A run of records
◆ ◆ ◆ ◆ ◆ ◆ ◆

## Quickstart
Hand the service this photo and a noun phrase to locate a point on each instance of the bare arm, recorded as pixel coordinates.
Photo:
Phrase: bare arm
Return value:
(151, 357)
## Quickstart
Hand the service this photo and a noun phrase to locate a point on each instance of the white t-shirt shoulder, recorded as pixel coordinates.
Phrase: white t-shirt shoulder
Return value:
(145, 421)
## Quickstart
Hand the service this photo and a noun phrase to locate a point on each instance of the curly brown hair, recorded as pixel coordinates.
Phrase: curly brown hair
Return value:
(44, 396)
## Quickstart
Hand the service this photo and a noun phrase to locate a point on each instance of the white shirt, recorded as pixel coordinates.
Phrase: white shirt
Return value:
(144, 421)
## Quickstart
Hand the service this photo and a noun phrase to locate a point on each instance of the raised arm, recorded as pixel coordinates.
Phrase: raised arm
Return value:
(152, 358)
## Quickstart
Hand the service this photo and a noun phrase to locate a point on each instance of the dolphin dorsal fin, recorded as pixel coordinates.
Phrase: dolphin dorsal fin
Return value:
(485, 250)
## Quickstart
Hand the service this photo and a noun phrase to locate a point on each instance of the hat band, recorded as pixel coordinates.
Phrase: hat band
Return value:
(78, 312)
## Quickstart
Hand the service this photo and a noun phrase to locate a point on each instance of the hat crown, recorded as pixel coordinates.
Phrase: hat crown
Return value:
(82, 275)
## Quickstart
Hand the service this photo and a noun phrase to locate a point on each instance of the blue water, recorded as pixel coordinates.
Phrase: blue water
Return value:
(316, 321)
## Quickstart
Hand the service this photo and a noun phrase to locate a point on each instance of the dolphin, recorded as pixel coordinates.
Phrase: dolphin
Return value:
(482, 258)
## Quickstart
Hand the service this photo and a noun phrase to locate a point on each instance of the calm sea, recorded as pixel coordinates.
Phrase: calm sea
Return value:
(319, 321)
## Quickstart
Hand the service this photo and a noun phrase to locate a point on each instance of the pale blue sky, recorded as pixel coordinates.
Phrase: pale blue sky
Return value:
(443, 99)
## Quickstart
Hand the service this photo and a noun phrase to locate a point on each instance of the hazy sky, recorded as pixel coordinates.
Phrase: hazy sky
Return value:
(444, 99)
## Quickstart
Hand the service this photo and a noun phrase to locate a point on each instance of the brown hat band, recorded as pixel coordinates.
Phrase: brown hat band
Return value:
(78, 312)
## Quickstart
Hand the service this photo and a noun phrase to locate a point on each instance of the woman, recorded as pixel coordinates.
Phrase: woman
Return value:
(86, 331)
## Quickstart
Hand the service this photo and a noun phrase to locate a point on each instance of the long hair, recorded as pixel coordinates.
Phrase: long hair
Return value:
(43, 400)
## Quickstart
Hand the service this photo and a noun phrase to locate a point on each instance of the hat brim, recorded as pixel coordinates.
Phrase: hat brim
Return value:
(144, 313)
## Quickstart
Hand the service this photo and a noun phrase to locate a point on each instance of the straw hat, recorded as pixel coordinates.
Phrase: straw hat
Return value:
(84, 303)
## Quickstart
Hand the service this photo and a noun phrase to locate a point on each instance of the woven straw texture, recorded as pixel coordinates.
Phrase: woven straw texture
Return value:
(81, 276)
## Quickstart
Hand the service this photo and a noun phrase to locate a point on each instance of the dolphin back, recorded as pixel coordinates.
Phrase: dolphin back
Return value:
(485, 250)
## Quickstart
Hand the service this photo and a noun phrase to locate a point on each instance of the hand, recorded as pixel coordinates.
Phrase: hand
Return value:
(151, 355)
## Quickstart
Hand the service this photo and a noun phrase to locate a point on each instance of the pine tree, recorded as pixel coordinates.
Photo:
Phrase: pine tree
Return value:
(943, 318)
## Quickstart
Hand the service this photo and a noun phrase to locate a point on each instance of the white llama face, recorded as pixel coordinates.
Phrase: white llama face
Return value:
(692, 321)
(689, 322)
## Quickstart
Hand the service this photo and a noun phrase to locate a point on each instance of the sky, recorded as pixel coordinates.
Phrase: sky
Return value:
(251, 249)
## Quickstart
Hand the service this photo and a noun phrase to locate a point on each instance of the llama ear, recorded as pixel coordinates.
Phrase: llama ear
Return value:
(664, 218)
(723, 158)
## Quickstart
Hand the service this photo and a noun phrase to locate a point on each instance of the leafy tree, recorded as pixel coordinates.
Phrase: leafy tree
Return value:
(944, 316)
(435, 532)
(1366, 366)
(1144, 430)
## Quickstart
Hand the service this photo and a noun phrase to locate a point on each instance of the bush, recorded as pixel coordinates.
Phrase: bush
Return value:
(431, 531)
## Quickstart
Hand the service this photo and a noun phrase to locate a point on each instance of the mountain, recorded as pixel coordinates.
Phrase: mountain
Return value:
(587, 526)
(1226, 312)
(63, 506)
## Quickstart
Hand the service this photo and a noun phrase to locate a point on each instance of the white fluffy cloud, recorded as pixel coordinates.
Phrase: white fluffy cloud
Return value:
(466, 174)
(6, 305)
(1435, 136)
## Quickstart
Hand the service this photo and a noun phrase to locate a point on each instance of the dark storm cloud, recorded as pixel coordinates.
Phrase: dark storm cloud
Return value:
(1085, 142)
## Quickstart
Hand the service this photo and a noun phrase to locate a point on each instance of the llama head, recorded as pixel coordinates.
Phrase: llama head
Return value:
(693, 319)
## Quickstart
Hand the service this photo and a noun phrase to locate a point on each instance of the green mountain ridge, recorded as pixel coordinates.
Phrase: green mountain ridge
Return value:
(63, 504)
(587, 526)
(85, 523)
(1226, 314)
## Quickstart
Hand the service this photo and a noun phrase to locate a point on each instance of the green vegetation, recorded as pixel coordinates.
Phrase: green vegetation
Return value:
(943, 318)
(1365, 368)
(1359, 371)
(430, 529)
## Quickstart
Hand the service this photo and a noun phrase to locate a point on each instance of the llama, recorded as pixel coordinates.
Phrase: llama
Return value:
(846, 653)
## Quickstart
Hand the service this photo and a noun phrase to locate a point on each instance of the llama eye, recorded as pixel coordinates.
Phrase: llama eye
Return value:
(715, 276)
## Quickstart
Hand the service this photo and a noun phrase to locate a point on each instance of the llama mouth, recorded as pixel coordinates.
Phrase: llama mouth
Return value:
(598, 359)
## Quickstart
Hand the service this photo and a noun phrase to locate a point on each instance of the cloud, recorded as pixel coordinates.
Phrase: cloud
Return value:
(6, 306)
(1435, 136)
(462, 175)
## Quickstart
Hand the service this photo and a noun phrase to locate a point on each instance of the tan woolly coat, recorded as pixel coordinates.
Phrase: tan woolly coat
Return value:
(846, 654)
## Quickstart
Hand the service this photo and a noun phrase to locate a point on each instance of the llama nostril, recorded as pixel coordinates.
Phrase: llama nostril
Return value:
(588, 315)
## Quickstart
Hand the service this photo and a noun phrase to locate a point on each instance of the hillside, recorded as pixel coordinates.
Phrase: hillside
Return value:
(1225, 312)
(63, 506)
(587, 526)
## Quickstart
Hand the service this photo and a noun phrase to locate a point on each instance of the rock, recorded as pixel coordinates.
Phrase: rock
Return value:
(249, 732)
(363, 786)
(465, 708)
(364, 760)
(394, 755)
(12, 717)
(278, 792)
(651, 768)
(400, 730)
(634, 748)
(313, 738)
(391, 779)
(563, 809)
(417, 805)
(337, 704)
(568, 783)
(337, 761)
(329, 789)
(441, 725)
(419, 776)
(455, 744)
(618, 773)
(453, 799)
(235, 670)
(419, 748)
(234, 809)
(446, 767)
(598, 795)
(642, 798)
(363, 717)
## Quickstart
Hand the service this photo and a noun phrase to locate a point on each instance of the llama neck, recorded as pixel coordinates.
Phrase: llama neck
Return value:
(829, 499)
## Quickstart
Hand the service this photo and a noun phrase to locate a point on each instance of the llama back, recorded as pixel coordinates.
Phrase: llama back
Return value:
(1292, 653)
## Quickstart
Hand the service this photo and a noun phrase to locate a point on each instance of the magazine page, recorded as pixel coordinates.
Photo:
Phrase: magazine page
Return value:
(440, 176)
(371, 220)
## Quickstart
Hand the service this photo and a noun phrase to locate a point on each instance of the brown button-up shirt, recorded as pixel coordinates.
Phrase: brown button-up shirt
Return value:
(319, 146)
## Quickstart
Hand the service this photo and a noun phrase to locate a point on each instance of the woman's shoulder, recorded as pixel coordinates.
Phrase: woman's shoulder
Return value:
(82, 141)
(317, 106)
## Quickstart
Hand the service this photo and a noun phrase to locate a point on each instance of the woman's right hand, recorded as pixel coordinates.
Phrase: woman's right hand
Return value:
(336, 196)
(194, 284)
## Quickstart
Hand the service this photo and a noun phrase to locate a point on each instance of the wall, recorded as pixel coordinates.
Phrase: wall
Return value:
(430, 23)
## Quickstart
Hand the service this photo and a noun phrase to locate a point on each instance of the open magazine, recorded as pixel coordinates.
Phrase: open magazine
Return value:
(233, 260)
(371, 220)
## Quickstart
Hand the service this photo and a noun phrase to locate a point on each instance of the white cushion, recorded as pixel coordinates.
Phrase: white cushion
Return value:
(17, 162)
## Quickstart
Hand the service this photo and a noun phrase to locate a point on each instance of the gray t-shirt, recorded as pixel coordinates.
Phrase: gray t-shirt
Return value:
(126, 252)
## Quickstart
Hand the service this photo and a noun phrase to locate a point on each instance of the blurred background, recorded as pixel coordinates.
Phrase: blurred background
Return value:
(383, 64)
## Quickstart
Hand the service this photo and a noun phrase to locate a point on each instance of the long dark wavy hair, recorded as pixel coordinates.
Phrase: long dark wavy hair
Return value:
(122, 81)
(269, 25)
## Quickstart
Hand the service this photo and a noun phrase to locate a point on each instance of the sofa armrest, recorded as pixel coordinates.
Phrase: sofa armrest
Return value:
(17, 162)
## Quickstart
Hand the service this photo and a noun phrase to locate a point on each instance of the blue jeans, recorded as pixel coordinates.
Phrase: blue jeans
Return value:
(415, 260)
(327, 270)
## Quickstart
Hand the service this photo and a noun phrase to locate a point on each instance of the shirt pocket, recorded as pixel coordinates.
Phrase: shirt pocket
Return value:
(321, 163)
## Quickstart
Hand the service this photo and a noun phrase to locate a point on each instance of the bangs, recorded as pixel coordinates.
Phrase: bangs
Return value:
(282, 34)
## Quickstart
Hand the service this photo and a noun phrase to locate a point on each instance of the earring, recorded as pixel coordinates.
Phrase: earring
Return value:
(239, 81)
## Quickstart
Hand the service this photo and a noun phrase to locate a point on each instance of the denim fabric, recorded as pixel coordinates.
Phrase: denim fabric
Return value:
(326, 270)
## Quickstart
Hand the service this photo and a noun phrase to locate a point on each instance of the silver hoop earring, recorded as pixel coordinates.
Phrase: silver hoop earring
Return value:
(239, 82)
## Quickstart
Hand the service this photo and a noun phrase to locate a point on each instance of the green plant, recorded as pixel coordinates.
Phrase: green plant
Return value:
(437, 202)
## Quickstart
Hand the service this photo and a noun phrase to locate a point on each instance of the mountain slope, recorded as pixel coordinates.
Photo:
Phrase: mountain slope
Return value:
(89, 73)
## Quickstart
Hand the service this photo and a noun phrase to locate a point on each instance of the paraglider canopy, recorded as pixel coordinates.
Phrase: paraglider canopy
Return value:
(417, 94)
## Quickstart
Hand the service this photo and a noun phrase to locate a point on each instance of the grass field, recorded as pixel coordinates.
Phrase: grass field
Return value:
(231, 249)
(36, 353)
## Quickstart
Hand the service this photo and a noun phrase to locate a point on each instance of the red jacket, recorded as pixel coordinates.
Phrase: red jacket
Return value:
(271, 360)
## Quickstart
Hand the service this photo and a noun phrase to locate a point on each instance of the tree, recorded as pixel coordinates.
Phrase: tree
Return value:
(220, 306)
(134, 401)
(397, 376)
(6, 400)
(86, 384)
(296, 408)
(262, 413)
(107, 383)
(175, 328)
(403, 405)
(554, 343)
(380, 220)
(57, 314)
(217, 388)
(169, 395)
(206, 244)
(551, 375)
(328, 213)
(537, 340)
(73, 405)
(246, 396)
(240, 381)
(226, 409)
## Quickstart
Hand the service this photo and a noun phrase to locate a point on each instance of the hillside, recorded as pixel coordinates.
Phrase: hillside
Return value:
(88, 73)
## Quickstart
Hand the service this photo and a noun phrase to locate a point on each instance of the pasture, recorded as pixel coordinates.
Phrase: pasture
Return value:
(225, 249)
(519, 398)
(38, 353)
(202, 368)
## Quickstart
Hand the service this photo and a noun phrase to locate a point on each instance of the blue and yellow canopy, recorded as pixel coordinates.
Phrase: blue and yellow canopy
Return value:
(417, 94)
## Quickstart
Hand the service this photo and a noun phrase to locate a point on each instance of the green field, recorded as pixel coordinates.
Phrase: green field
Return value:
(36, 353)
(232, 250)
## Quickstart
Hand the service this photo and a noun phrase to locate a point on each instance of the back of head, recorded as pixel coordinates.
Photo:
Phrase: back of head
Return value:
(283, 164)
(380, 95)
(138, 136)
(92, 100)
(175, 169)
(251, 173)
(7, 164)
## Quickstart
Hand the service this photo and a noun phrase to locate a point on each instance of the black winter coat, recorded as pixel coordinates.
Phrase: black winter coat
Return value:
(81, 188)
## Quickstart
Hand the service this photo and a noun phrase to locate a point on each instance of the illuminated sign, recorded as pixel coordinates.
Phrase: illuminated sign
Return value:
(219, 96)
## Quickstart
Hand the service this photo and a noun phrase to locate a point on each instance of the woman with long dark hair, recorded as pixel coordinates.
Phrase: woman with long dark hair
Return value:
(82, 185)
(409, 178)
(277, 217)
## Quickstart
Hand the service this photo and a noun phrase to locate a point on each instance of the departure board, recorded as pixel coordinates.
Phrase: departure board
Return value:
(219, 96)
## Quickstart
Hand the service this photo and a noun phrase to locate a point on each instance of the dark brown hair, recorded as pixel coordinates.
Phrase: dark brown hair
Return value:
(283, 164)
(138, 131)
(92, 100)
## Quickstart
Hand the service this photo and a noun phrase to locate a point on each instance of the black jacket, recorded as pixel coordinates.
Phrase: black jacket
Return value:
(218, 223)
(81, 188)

◆ ◆ ◆ ◆ ◆ ◆ ◆

→ To be done: List each line of the records above that contains the word "tree".

→ Exercise answer:
Hand the service this photo and a noun phrase to locate a point on each instance of the pine tree, recorded as pixel coordinates.
Phrase: pine tree
Hand the service this photo and a noun phrase to locate a point on each instance of the leafy tree, recorded as pixel coordinates.
Phrase: leafy tree
Hand the service this photo and a noun phrase to locate a point on each instance of the tree, recorded as pixel coordinates.
Phrase: tree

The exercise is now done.